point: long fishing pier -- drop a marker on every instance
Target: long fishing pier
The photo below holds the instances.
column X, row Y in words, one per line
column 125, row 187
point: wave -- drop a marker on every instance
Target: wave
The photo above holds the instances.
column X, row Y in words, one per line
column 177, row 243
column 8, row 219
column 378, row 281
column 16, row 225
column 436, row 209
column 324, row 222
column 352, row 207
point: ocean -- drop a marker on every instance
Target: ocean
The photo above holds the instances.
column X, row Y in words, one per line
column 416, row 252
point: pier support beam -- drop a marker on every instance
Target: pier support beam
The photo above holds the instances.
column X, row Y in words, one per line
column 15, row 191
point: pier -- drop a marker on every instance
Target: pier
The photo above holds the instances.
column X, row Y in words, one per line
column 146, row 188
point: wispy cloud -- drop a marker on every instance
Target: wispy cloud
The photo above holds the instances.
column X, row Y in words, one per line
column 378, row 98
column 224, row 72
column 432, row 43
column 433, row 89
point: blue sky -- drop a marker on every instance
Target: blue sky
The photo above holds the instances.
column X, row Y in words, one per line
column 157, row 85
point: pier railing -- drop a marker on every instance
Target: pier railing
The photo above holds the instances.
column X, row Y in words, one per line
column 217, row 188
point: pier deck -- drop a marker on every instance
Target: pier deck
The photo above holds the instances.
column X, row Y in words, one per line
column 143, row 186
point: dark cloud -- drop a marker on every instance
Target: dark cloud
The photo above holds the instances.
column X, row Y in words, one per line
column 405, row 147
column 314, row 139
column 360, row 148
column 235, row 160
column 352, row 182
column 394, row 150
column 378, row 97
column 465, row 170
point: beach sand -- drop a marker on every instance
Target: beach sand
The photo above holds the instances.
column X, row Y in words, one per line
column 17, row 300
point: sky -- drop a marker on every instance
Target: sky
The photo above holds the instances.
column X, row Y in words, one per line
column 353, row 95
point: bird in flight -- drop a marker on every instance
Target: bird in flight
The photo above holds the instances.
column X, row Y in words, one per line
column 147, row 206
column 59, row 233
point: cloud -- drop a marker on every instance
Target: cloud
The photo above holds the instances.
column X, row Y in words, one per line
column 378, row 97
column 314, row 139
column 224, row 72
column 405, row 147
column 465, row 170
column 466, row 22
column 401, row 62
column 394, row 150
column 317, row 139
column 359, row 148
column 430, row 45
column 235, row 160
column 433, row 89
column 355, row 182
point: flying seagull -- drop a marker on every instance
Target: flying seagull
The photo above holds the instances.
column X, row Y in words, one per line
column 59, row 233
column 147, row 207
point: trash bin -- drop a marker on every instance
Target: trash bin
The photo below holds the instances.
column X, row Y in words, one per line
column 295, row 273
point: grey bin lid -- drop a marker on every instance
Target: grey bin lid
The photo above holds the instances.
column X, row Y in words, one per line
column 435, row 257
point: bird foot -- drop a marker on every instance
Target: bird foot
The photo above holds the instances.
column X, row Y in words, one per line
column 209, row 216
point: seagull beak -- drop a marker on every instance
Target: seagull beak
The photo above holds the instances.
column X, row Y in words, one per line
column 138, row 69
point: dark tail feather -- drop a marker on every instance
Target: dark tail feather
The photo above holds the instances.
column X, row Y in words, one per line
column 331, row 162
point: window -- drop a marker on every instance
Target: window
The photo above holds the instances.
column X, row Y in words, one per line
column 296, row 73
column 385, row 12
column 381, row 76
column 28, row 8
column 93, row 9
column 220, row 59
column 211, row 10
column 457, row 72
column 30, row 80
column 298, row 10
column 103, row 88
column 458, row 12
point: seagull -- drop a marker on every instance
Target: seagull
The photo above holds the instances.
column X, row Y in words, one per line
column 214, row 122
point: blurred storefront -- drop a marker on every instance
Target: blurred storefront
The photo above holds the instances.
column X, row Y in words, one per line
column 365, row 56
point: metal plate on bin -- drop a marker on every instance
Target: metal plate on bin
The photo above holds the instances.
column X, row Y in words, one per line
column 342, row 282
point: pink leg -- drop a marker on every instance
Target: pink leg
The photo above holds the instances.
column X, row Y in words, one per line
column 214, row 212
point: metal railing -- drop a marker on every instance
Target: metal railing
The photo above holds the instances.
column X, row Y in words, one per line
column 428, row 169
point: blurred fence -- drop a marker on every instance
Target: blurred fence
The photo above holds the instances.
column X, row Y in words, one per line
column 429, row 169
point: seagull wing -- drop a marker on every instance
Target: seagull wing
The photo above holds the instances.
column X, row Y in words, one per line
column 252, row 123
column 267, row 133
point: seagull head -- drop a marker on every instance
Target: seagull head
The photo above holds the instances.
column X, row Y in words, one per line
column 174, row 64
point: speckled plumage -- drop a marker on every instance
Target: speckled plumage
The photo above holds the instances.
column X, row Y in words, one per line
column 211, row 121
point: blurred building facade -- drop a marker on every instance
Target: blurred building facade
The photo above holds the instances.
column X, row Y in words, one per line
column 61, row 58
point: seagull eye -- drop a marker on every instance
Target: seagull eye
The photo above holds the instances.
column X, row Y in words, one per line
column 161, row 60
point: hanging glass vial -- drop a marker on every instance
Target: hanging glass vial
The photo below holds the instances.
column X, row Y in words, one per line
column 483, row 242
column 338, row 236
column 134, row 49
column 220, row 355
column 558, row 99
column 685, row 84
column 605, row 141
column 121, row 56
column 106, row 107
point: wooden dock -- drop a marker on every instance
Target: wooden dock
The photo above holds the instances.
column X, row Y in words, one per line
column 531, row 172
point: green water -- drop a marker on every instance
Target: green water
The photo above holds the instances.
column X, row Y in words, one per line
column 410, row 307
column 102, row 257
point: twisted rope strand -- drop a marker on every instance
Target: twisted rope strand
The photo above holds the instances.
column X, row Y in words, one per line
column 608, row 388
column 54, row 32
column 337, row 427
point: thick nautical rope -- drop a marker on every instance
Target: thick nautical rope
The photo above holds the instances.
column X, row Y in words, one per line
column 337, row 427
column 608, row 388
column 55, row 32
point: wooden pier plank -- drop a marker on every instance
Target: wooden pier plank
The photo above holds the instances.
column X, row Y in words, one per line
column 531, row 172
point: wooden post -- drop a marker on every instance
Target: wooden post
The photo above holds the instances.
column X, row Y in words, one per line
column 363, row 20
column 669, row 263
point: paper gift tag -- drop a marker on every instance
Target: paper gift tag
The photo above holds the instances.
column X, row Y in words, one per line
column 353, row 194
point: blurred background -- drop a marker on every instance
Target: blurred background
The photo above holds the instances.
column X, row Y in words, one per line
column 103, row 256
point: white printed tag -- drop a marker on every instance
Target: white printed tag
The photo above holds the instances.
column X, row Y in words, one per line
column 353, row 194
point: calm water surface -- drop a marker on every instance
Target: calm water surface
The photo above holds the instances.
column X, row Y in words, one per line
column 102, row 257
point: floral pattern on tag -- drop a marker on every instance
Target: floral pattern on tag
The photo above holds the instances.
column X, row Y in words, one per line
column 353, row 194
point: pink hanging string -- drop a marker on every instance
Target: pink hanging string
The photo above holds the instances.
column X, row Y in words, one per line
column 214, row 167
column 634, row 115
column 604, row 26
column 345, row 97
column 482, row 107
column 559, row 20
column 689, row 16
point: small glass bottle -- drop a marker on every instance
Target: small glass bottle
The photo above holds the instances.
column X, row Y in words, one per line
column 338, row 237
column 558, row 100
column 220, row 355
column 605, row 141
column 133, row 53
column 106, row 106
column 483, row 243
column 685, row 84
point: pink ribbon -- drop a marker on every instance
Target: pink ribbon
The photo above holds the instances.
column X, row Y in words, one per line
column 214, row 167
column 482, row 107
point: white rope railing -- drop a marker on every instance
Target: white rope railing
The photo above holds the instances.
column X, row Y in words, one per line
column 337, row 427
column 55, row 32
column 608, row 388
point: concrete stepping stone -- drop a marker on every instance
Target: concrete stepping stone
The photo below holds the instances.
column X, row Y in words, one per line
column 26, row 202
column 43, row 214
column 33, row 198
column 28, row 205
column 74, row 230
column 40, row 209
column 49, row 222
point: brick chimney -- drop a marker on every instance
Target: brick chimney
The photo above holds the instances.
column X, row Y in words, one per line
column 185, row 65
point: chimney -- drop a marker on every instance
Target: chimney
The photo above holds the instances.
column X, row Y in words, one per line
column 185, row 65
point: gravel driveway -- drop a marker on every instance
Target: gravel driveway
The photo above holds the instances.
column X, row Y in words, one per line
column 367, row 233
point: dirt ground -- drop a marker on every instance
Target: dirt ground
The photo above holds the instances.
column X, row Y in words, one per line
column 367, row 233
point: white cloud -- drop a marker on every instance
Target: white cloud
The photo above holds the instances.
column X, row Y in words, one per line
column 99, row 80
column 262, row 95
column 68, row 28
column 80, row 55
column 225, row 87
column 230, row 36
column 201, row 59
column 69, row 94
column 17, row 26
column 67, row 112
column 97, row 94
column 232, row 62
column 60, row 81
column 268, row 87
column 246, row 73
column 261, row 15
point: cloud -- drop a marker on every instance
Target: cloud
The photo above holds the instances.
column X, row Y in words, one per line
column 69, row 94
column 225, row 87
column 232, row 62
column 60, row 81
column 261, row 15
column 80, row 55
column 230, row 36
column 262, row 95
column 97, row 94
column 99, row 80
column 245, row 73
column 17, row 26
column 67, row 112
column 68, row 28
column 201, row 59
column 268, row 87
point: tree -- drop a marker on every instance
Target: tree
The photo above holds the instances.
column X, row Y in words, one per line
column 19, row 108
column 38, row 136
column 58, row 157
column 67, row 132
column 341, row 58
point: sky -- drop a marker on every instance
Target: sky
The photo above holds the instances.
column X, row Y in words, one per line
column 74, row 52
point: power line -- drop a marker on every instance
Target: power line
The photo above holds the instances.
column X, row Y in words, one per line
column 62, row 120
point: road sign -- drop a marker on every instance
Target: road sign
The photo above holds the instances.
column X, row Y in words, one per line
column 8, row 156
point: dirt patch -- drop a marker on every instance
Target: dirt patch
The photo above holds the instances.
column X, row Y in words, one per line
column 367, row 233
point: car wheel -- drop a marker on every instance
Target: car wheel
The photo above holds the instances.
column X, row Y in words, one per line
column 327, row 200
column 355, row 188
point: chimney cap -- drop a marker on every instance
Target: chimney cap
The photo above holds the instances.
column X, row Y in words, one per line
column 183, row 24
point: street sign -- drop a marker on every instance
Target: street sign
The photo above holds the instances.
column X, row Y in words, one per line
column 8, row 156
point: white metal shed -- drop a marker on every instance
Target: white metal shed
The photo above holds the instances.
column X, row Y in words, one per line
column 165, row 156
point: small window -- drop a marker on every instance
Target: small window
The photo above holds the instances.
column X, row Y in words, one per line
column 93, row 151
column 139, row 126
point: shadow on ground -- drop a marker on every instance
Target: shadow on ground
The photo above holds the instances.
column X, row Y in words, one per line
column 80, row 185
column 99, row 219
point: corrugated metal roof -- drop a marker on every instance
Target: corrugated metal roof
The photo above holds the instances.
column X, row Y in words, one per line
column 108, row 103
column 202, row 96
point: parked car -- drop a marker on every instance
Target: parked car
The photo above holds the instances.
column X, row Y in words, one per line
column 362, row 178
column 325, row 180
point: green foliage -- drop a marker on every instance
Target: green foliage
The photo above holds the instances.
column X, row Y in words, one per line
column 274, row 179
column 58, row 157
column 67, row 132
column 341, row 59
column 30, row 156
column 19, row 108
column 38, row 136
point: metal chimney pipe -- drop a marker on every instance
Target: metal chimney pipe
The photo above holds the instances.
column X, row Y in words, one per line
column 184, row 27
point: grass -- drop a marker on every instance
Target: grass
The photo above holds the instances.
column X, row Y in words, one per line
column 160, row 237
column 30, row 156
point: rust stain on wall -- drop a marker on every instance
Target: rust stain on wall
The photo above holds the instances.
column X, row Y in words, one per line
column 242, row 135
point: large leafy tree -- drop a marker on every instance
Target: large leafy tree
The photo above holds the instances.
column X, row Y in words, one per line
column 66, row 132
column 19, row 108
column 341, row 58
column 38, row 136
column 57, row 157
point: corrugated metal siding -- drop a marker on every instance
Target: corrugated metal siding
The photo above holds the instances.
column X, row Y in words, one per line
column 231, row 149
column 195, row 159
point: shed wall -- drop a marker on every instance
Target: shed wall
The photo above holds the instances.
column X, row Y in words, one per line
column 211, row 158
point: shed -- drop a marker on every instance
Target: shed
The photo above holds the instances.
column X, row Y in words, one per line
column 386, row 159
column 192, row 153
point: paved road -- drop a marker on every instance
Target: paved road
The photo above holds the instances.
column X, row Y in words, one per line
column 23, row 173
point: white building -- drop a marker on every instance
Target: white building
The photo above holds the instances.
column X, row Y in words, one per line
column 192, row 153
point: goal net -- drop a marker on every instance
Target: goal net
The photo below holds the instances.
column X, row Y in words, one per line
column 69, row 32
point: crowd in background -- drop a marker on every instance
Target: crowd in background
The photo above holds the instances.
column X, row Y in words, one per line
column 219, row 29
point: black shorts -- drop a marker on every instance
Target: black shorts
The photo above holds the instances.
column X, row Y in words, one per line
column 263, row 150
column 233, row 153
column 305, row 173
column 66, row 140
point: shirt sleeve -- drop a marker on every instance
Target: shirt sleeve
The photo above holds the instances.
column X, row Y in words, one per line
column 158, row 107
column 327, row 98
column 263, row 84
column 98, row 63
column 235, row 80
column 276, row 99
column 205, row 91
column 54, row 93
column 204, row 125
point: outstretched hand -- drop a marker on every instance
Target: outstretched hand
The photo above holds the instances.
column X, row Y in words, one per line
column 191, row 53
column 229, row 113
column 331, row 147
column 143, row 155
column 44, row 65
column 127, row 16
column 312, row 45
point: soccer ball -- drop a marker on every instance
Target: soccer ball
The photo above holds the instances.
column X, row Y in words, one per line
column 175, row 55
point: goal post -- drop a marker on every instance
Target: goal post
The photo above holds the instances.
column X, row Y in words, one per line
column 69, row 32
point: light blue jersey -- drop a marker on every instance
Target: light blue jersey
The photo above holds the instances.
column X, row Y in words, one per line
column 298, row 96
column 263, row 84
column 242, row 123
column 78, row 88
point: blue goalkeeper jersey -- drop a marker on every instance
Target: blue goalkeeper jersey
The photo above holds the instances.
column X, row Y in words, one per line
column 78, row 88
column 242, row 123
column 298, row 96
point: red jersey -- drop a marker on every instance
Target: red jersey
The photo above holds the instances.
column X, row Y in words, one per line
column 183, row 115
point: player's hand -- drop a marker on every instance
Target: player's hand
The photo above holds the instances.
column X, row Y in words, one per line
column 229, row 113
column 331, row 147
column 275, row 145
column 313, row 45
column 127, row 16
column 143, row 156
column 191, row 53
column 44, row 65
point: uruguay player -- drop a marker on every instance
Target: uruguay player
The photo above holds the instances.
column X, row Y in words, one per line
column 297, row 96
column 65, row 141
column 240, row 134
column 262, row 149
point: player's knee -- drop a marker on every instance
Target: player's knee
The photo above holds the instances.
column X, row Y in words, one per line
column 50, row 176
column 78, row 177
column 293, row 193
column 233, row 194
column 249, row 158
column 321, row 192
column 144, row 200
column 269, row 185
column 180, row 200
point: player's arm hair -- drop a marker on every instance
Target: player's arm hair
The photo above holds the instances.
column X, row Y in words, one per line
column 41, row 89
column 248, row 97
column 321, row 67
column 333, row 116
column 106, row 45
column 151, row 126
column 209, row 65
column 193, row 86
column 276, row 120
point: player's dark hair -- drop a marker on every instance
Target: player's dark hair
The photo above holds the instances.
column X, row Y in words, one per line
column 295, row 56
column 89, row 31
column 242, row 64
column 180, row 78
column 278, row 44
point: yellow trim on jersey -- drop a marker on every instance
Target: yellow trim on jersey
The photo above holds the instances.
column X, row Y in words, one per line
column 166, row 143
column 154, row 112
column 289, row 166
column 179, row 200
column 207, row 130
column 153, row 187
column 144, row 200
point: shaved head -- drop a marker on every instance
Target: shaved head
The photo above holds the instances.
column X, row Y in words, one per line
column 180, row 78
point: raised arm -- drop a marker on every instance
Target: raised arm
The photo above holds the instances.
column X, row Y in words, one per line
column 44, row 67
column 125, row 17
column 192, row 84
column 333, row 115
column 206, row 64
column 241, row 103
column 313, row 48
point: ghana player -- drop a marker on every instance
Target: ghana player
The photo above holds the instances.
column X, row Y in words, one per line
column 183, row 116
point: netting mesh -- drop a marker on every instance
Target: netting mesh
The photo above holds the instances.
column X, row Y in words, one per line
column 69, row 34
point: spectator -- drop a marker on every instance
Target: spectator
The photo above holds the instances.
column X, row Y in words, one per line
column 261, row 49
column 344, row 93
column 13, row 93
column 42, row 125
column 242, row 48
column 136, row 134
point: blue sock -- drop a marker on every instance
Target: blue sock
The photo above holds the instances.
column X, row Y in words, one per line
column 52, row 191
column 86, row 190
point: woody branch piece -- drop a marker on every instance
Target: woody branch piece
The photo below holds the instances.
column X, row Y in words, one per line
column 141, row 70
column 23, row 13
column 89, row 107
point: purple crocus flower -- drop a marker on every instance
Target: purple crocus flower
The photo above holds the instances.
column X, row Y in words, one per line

####################

# OBJECTIVE
Find "point: ghana player" in the data above, then repeat that line and all lines after it exactly, ending with the final line.

# THE REPLY
point: ghana player -- drop a marker on every instance
Target: ghana player
The photo above holds the instances.
column X, row Y in words, one per line
column 183, row 116
point: netting mesh -- drop a marker on every instance
Target: netting mesh
The photo above holds the instances.
column X, row Y in words, one per line
column 69, row 34
point: spectator -- drop a marker on every instance
Target: spectator
The photo above holds the instances.
column X, row Y in words, one per line
column 261, row 49
column 344, row 93
column 13, row 93
column 42, row 125
column 242, row 48
column 136, row 134
point: blue sock -- drop a marker on every instance
Target: blue sock
The photo above holds the instances.
column X, row Y in words, one per line
column 52, row 191
column 86, row 190
point: woody branch piece -- drop a marker on every instance
Target: woody branch piece
The photo below holds the instances.
column X, row Y in words, one per line
column 141, row 70
column 23, row 13
column 89, row 107
point: purple crocus flower -- drop a marker on every instance
Target: purple crocus flower
The photo above holds the instances.
column X, row Y in words, one per line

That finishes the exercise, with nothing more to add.